■ What the task requires ■
Rewrite the lines below as a numbered list, skipping any blank lines.

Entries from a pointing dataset
(begin)

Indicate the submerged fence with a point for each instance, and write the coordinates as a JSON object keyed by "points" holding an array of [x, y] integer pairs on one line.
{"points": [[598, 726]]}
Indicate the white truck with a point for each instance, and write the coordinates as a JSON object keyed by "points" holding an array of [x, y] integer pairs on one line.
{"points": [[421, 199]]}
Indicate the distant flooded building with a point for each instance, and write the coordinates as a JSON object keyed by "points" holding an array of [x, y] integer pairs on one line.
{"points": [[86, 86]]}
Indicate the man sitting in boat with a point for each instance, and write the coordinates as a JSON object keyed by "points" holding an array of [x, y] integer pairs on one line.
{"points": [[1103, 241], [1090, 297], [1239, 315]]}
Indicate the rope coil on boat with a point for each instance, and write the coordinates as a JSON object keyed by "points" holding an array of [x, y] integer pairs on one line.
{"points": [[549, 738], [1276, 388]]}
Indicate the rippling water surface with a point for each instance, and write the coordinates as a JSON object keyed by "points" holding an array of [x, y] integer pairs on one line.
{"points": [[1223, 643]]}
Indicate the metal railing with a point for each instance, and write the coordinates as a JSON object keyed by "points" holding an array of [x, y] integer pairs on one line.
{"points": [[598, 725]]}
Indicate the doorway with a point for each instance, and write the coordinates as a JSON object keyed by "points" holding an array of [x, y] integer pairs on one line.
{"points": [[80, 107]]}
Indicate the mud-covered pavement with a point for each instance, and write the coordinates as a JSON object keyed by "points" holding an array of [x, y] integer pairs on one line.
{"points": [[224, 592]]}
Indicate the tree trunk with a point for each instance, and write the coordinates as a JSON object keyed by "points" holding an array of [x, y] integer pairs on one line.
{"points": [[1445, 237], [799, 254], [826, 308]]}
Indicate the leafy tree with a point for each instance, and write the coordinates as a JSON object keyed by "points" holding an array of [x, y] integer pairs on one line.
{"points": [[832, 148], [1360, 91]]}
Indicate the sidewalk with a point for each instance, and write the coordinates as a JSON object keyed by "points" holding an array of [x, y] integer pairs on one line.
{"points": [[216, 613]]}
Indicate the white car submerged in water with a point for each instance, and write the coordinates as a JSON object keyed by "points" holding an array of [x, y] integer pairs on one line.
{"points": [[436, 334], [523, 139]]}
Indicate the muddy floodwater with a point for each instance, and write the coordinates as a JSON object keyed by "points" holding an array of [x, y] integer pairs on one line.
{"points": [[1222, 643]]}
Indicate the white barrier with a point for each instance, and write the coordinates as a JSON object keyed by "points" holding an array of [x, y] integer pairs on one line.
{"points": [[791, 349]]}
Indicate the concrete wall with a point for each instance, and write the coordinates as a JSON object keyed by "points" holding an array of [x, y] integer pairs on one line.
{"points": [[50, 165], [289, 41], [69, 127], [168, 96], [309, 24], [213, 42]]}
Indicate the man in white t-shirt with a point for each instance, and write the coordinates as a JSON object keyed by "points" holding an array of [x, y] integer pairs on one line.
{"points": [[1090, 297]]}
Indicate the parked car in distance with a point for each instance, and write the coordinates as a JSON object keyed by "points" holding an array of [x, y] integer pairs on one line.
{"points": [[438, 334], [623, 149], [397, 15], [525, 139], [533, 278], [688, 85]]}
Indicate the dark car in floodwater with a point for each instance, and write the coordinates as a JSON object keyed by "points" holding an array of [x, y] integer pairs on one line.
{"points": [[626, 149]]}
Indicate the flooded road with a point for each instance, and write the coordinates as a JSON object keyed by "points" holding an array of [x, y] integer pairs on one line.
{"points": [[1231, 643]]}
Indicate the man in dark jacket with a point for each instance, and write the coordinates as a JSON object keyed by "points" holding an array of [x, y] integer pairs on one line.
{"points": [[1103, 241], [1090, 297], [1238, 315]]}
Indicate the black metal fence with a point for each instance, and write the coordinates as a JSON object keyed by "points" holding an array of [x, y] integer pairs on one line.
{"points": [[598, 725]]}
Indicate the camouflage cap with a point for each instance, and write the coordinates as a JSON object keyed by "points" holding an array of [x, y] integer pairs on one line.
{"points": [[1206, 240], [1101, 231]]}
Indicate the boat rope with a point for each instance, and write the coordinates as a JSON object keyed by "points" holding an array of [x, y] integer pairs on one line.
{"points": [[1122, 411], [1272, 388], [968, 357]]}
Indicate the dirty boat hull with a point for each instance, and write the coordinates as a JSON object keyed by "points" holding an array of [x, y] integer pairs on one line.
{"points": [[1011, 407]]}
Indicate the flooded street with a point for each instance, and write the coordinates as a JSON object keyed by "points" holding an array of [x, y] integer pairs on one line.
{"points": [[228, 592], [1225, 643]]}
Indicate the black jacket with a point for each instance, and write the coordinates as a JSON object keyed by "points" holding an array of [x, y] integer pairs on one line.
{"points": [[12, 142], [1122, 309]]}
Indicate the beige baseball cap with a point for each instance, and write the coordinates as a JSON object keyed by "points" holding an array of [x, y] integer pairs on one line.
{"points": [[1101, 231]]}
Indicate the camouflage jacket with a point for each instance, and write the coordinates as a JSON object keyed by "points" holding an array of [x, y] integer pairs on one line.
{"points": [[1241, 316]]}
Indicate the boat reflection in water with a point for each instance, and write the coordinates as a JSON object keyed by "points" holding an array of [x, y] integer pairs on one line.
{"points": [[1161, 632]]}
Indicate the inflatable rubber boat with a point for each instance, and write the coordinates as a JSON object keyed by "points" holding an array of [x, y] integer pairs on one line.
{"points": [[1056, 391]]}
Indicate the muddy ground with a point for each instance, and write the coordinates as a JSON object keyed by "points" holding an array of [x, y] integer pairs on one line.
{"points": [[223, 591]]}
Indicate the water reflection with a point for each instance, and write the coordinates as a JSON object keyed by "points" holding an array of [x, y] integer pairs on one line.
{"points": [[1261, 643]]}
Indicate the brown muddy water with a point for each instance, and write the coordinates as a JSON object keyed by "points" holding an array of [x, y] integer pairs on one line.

(end)

■ The output ■
1. Indicate the submerged fence with a point for each instance, and write the coordinates as a JSON object keyed by "points" holding an array of [x, y] integer pairs on one line.
2. {"points": [[598, 726]]}
3. Indicate the white truck with a point for each instance, and write the coordinates as a JSON object keyed by "points" holding an array of [x, y] integer pairs on one line.
4. {"points": [[421, 199]]}
5. Indicate the distant flooded building with a point for each instance, and write the coordinates as a JSON object keyed by "points" holding an array of [x, y] integer pairs on one line.
6. {"points": [[86, 86]]}
7. Indicate the man sitting in boat with a point for each instance, and write the coordinates as a JSON object keyed by "points" holding an array of [x, y] integer pairs on one line.
8. {"points": [[1103, 241], [1090, 297], [1239, 315]]}
9. Indicate the rope coil on boat with a point for each instance, and write the coordinates as a JSON object keyed by "points" holding an array of [x, y] integer pairs on one line.
10. {"points": [[549, 738], [1276, 388]]}
11. Indicate the rippling water surface with a point for each instance, and write the coordinates as a JSON object keyed by "points" holding an array of [x, y] integer pairs on one line.
12. {"points": [[1223, 643]]}
13. Indicate the metal railing with a point for each instance, and write the coordinates as a JSON object keyed by "points" holding an array of [x, y] integer pairs on one line.
14. {"points": [[598, 725]]}
15. Indicate the doorway with a point for each instance, and write the coordinates as a JSON object keyed by "points" holding an array of [x, y] integer pairs on one line.
16. {"points": [[80, 107]]}
17. Indicate the mud-covered pavement with a point for each instance, and write the coordinates as a JSON object keyed by "points" holding an array of [x, y] integer pairs on one line.
18. {"points": [[224, 592]]}
19. Indicate the tree trunk with a point for each instance, and write the coordinates as a JSON object keyed by "points" holding an array of [x, y] integer pairs on one line.
20. {"points": [[1445, 237], [799, 254], [826, 308]]}
21. Indicate the leafy tree with a point for each instance, and write the coordinates as a JSON object keyed by "points" holding an array of [x, y] integer pairs on one line.
22. {"points": [[832, 148], [1360, 91]]}
23. Indicate the sidewalk with a point for each instance, and write the coordinates as a JSON object keyed by "points" holding an array of [x, y] integer pairs on one line.
24. {"points": [[216, 613]]}
25. Indicate the white car submerged in water with a point for each instance, and write the coordinates as a JSON object keyed by "points" holding an array of [x, y] integer pairs on one line.
26. {"points": [[436, 334], [523, 139]]}
27. Indicate the muddy floodwater with a point for each instance, and write the coordinates as a JSON object keyed by "points" holding an array of [x, y] integer pairs on one line.
28. {"points": [[1222, 643]]}
29. Indicate the white barrier with a point for each instance, and write the coordinates as a JSON object keyed by "points" holding an array of [x, y] integer pairs on one line.
30. {"points": [[791, 349]]}
31. Indicate the concrete wall with a point for each instance, and write the coordinates as a JSON object keyed by "points" holding an array of [x, y] integer pairs on one line.
32. {"points": [[50, 165], [289, 41], [69, 127], [168, 96], [309, 24], [213, 42]]}
33. Indicate the man in white t-shirt with a point for each instance, and write the coordinates as a JSON object keyed by "points" holding an array of [x, y] integer pairs on one line.
34. {"points": [[1090, 297]]}
35. Indicate the parked car in distance with a point for each instance, and write the coordinates as a JSON object keyed by "points" holding an array of [x, y] integer pairs on one line.
36. {"points": [[438, 334], [623, 149], [397, 15], [525, 139], [533, 278], [688, 85]]}
37. Indicate the dark car in floodwater with a point for each instance, and write the coordinates as a JSON object keyed by "points" holding an array of [x, y] integer pairs on one line.
38. {"points": [[626, 149]]}
39. Indicate the flooded road with a point for each instance, and write the coordinates as a JSON object keyed by "points" holding an array of [x, y] integer pairs on one line.
40. {"points": [[1231, 643]]}
41. Indicate the man in dark jacket with a point for each instance, and write the coordinates as a JSON object keyed by "points" holding an array of [x, y] integer pairs on one line.
42. {"points": [[1103, 241], [1090, 297], [1238, 315]]}
43. Indicate the black metal fence with a point for each instance, and write the coordinates as a JSON object keyed by "points" holding an array of [x, y] integer pairs on one line.
44. {"points": [[598, 725]]}
45. Indicate the camouflage cap with a point for each instance, and write the coordinates as a JSON object keyed by "points" holding an array of [x, y] integer pairs on one line.
46. {"points": [[1206, 240], [1101, 231]]}
47. Indicate the boat rope with a point for each instance, and write the coordinates as a JSON object keyed by "points" holding an array of [x, y] integer pairs on one line.
48. {"points": [[1122, 411], [1272, 388], [968, 357]]}
49. Indicate the dirty boat hull with a point for each instance, and write the coordinates as a JSON object keyed by "points" holding an array of [x, y] integer pairs on one line.
50. {"points": [[1011, 407]]}
51. Indicate the flooded street with a point for each instance, and write the coordinates as a JSON object keyed by "points" holding an array of [x, y] integer pairs on one line.
52. {"points": [[228, 592], [1225, 643]]}
53. Indicate the black jacket with a point for each instance, and write the coordinates as a JSON object keyed by "points" holding an array of [x, y] integer pairs on one line.
54. {"points": [[12, 142], [1122, 309]]}
55. Indicate the beige baseball cap with a point for each instance, and write the coordinates as a JSON object keyed by "points" holding an array of [x, y] integer pairs on one line.
56. {"points": [[1101, 231]]}
57. Indicate the camouflage jacket with a point for each instance, and write the coordinates as a JSON object keyed by "points" holding an array of [x, y] integer pairs on one line.
58. {"points": [[1241, 316]]}
59. Indicate the boat reflection in water with a point for each instance, and write the coordinates as a JSON object keyed by "points" holding an array of [x, y] integer pairs on one line.
60. {"points": [[1161, 632]]}
61. Indicate the inflatable rubber boat with a point for each instance, and write the coordinates as a JSON object keyed by "points" holding an array of [x, y] integer pairs on one line.
62. {"points": [[1056, 391]]}
63. Indicate the muddy ground with a point for each instance, and write the coordinates as a JSON object keyed by "points" holding an array of [x, y] integer pairs on one line.
64. {"points": [[223, 591]]}
65. Indicate the water reflection with a point for each instance, and write the coordinates as a JSON object keyed by "points" holding an array of [x, y] integer pairs on one line.
66. {"points": [[1261, 643]]}
67. Indicate the brown muddy water with a point for each instance, and write the coordinates as a JSON object keyed by "points" holding an array of [x, y] integer pairs on one line.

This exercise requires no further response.